>> Start STORED ROWS

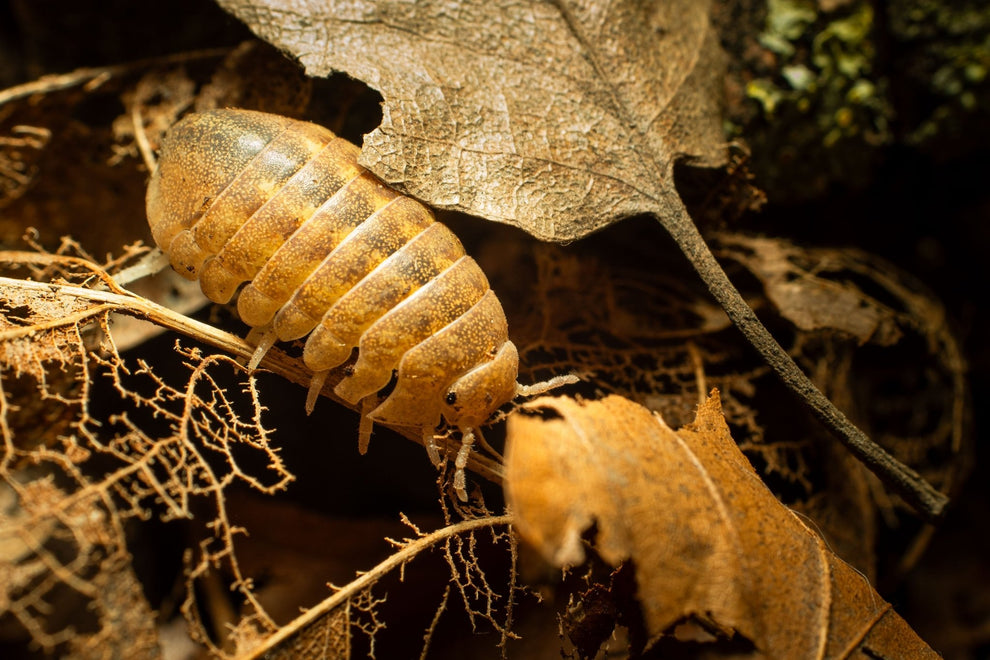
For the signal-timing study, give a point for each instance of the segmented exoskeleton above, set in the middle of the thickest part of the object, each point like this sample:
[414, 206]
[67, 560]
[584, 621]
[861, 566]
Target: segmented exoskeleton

>> End STORED ROWS

Could you copy out the rows above with every "segmented exoskeleton" renamed to "jointed exoskeleton", leaving everything else unchanged and omitting the pictures?

For the signal-timing study, give a point for each instance of the jointed exoskeleton above, set in the middle of the thickest part of the object, each point like this sample:
[414, 206]
[67, 560]
[584, 621]
[861, 566]
Target: jointed exoskeleton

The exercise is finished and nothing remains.